▸ **What is asked**:
Please copy the records below, switching "bookcase" to "bookshelf" and leaving everything else unchanged.

#### Exercise materials ####

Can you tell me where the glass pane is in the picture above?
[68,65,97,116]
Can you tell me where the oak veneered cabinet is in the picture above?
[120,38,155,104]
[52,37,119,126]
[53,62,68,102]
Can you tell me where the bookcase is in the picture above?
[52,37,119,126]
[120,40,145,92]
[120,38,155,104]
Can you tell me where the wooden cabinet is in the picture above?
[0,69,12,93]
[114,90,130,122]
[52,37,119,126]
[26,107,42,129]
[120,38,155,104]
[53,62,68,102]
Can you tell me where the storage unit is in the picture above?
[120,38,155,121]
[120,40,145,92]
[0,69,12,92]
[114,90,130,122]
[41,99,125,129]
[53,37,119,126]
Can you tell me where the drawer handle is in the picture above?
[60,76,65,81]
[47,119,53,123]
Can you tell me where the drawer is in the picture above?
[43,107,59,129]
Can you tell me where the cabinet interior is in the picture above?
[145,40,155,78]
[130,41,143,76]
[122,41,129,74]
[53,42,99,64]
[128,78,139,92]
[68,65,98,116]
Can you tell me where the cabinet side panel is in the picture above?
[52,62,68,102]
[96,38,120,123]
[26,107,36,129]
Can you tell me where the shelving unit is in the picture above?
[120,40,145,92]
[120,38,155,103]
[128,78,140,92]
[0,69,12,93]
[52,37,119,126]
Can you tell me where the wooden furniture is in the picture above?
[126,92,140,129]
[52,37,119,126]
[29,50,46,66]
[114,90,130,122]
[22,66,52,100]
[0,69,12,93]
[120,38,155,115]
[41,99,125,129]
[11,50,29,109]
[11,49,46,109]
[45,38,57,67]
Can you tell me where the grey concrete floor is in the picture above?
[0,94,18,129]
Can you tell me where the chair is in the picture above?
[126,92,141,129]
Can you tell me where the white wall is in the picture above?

####

▸ **Response for this exercise**:
Can you tell me where the glass pane is in the picture above?
[68,65,97,116]
Can you tell me where the oak veneered cabinet is in the picture above?
[120,38,155,104]
[52,37,119,126]
[53,62,68,102]
Can you tell me where the bookshelf is in the picture above?
[52,37,119,126]
[120,40,145,92]
[120,38,155,104]
Can you tell me where the wooden cabinet is in the picture above?
[0,69,12,93]
[114,90,130,122]
[52,37,119,126]
[26,107,42,129]
[120,38,155,104]
[53,62,68,102]
Can you tell me where the storage unit is in the picture above?
[120,38,155,121]
[120,40,145,92]
[0,69,12,92]
[114,90,130,122]
[41,99,125,129]
[53,37,119,126]
Can you tell me where the drawer handle is in the picture above?
[60,76,65,81]
[47,119,53,123]
Can you tell me where the drawer is in the picture above?
[43,107,59,129]
Can you tell me where the cabinet interior is in the picture above?
[145,40,155,78]
[130,41,143,76]
[122,41,129,74]
[53,42,99,64]
[128,78,139,92]
[68,65,98,116]
Can you tell me where the cabinet side panel is in the picture above?
[52,62,68,102]
[96,38,120,123]
[26,107,36,129]
Can you tell me where the shelving unit is in the picture above?
[120,40,145,92]
[120,38,155,103]
[128,78,140,92]
[0,69,12,93]
[52,37,119,126]
Can you tell me where the wooden furniture is in the picture above?
[126,92,140,129]
[52,37,119,126]
[29,50,46,66]
[114,90,130,122]
[22,66,52,100]
[0,69,12,93]
[120,38,155,115]
[41,99,125,129]
[11,50,29,109]
[11,49,46,109]
[45,38,57,67]
Can you tell me where the grey concrete floor is in the picture above?
[0,94,18,129]
Can you tell me where the chair is in the picture above?
[126,92,141,129]
Can you tell me where the white wall is in the picture above?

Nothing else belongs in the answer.